* _What needs to be done_:
Write out all the entries again, switching every "instance" to "occurrence" and keeping everything else the same. Leave the pictures out.

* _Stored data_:
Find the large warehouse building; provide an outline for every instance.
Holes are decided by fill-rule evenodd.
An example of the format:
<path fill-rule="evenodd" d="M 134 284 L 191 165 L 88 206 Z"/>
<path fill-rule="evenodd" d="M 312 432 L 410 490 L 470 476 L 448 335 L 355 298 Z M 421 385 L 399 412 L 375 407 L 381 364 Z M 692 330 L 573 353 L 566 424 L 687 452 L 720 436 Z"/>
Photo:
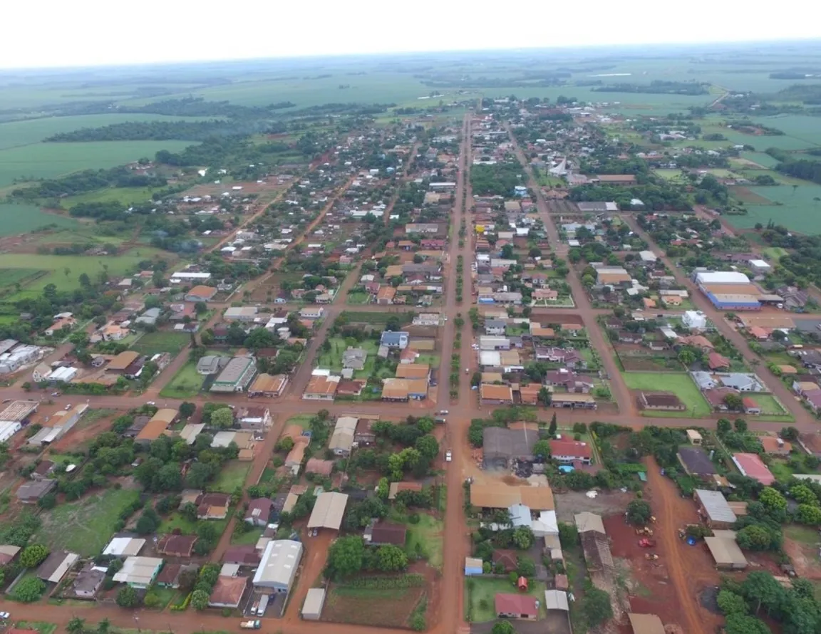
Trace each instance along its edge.
<path fill-rule="evenodd" d="M 744 273 L 736 271 L 699 271 L 693 281 L 718 310 L 760 310 L 762 302 L 782 301 L 777 295 L 762 292 Z"/>

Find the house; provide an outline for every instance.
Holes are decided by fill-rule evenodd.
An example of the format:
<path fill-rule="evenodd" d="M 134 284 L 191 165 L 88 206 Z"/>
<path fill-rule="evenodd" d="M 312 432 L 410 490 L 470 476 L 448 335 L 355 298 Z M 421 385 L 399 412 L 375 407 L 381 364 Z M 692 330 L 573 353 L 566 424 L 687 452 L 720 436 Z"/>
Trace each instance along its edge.
<path fill-rule="evenodd" d="M 270 375 L 265 372 L 258 374 L 257 377 L 248 387 L 248 395 L 250 398 L 257 396 L 265 396 L 269 399 L 275 399 L 282 396 L 288 385 L 288 376 L 287 374 Z"/>
<path fill-rule="evenodd" d="M 550 441 L 550 455 L 559 463 L 589 464 L 592 452 L 590 445 L 585 442 L 554 439 Z"/>
<path fill-rule="evenodd" d="M 236 422 L 242 429 L 261 431 L 271 426 L 271 411 L 261 405 L 243 408 L 236 415 Z"/>
<path fill-rule="evenodd" d="M 257 498 L 248 503 L 244 521 L 251 526 L 266 527 L 273 509 L 273 500 Z"/>
<path fill-rule="evenodd" d="M 228 514 L 231 495 L 227 493 L 204 493 L 194 503 L 197 507 L 197 519 L 224 519 Z"/>
<path fill-rule="evenodd" d="M 382 333 L 382 337 L 379 339 L 379 345 L 383 345 L 388 349 L 404 350 L 407 348 L 409 339 L 410 335 L 407 332 L 386 331 Z"/>
<path fill-rule="evenodd" d="M 254 357 L 234 357 L 211 384 L 211 392 L 244 392 L 256 374 Z"/>
<path fill-rule="evenodd" d="M 34 504 L 56 487 L 56 480 L 40 480 L 34 482 L 25 482 L 17 488 L 17 499 L 24 504 Z"/>
<path fill-rule="evenodd" d="M 530 595 L 497 593 L 494 597 L 498 618 L 521 618 L 535 621 L 539 617 L 539 601 Z"/>
<path fill-rule="evenodd" d="M 341 376 L 313 375 L 302 394 L 305 400 L 333 401 L 337 395 Z"/>
<path fill-rule="evenodd" d="M 397 296 L 397 290 L 393 286 L 383 285 L 376 293 L 376 303 L 379 306 L 390 306 Z"/>
<path fill-rule="evenodd" d="M 354 435 L 358 422 L 359 419 L 353 416 L 338 417 L 328 448 L 337 456 L 349 455 L 353 446 Z"/>
<path fill-rule="evenodd" d="M 158 554 L 187 559 L 194 552 L 197 541 L 195 535 L 163 535 L 154 547 Z"/>
<path fill-rule="evenodd" d="M 792 451 L 792 443 L 787 442 L 778 436 L 762 436 L 759 437 L 765 454 L 774 456 L 787 456 Z"/>
<path fill-rule="evenodd" d="M 361 348 L 348 348 L 342 353 L 342 367 L 352 370 L 364 370 L 368 352 Z"/>
<path fill-rule="evenodd" d="M 742 476 L 758 480 L 764 486 L 769 486 L 775 481 L 775 476 L 764 463 L 758 454 L 733 454 L 732 462 L 741 472 Z"/>
<path fill-rule="evenodd" d="M 74 578 L 71 589 L 76 596 L 81 599 L 94 599 L 97 596 L 97 592 L 104 580 L 103 568 L 96 568 L 93 563 L 86 564 Z"/>
<path fill-rule="evenodd" d="M 391 545 L 404 548 L 406 536 L 407 527 L 405 524 L 379 520 L 365 531 L 365 540 L 372 546 Z"/>
<path fill-rule="evenodd" d="M 37 568 L 37 577 L 48 583 L 59 583 L 79 559 L 75 553 L 55 550 Z"/>
<path fill-rule="evenodd" d="M 217 582 L 211 590 L 209 599 L 209 607 L 211 608 L 238 608 L 242 600 L 242 595 L 248 587 L 247 577 L 217 577 Z"/>
<path fill-rule="evenodd" d="M 197 285 L 191 288 L 186 294 L 186 302 L 210 302 L 213 296 L 217 294 L 217 289 L 213 286 L 204 286 Z"/>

* _Complete answer_:
Find the large warehouse building; provide an outline for every occurrence.
Holes are decided by fill-rule evenodd.
An example of the format:
<path fill-rule="evenodd" d="M 134 284 L 191 165 L 88 206 Z"/>
<path fill-rule="evenodd" d="M 312 432 L 410 490 L 470 476 L 448 335 L 355 298 Z M 421 385 L 399 412 L 375 407 L 381 364 Z M 692 330 L 573 353 L 566 424 L 687 452 L 720 436 Z"/>
Photo:
Trace each occurrence along its edge.
<path fill-rule="evenodd" d="M 744 273 L 736 271 L 699 271 L 693 281 L 718 310 L 760 310 L 762 302 L 782 301 L 777 295 L 762 292 Z"/>

Find the house; provide an outline for every occurrence.
Holes are decided by fill-rule evenodd.
An example of the format:
<path fill-rule="evenodd" d="M 134 284 L 191 165 L 88 206 Z"/>
<path fill-rule="evenodd" d="M 312 432 L 410 490 L 470 476 L 448 335 L 355 298 Z M 421 385 L 399 412 L 375 407 L 381 364 Z M 692 330 L 573 353 L 566 424 L 687 452 L 720 436 Z"/>
Trace each occurrence along its edge.
<path fill-rule="evenodd" d="M 270 375 L 265 372 L 258 374 L 257 377 L 248 387 L 248 395 L 250 398 L 257 396 L 265 396 L 269 399 L 275 399 L 282 396 L 288 385 L 288 376 L 287 374 Z"/>
<path fill-rule="evenodd" d="M 550 441 L 550 455 L 559 463 L 589 464 L 592 452 L 590 445 L 585 442 L 554 439 Z"/>
<path fill-rule="evenodd" d="M 236 422 L 242 429 L 261 431 L 271 426 L 271 411 L 261 405 L 243 408 L 236 415 Z"/>
<path fill-rule="evenodd" d="M 257 498 L 248 503 L 244 521 L 251 526 L 266 527 L 273 509 L 273 500 Z"/>
<path fill-rule="evenodd" d="M 228 514 L 231 495 L 227 493 L 204 493 L 194 503 L 197 507 L 197 519 L 224 519 Z"/>
<path fill-rule="evenodd" d="M 382 333 L 382 337 L 379 339 L 379 345 L 383 345 L 388 349 L 404 350 L 407 348 L 409 339 L 410 335 L 407 332 L 386 331 Z"/>
<path fill-rule="evenodd" d="M 254 357 L 234 357 L 211 384 L 211 392 L 244 392 L 256 374 Z"/>
<path fill-rule="evenodd" d="M 34 504 L 56 487 L 56 480 L 40 480 L 34 482 L 25 482 L 17 488 L 17 499 L 24 504 Z"/>
<path fill-rule="evenodd" d="M 530 595 L 497 593 L 494 597 L 498 618 L 521 618 L 535 621 L 539 617 L 539 601 Z"/>
<path fill-rule="evenodd" d="M 341 376 L 313 375 L 302 394 L 305 400 L 333 401 L 337 395 Z"/>
<path fill-rule="evenodd" d="M 397 296 L 397 290 L 393 286 L 383 285 L 376 293 L 376 303 L 379 306 L 390 306 Z"/>
<path fill-rule="evenodd" d="M 354 435 L 358 422 L 359 419 L 353 416 L 338 417 L 328 448 L 337 456 L 349 455 L 353 446 Z"/>
<path fill-rule="evenodd" d="M 158 554 L 187 559 L 194 552 L 197 541 L 195 535 L 163 535 L 154 547 Z"/>
<path fill-rule="evenodd" d="M 792 451 L 792 443 L 787 442 L 778 436 L 762 436 L 759 437 L 765 454 L 774 456 L 787 456 Z"/>
<path fill-rule="evenodd" d="M 361 348 L 348 348 L 342 353 L 342 367 L 352 370 L 364 370 L 368 352 Z"/>
<path fill-rule="evenodd" d="M 742 476 L 758 480 L 764 486 L 769 486 L 775 481 L 775 476 L 764 463 L 758 454 L 733 454 L 732 462 L 741 472 Z"/>
<path fill-rule="evenodd" d="M 74 578 L 71 589 L 76 596 L 81 599 L 94 599 L 97 596 L 97 592 L 104 580 L 103 568 L 96 568 L 93 563 L 86 564 Z"/>
<path fill-rule="evenodd" d="M 391 545 L 404 548 L 406 536 L 407 527 L 405 524 L 379 520 L 365 531 L 365 540 L 372 546 Z"/>
<path fill-rule="evenodd" d="M 37 568 L 37 577 L 48 583 L 59 583 L 79 559 L 75 553 L 55 550 Z"/>
<path fill-rule="evenodd" d="M 217 582 L 211 590 L 209 599 L 209 607 L 211 608 L 238 608 L 242 600 L 242 595 L 248 587 L 247 577 L 217 577 Z"/>
<path fill-rule="evenodd" d="M 197 285 L 191 288 L 186 294 L 186 302 L 210 302 L 213 296 L 217 294 L 217 289 L 213 286 L 204 286 Z"/>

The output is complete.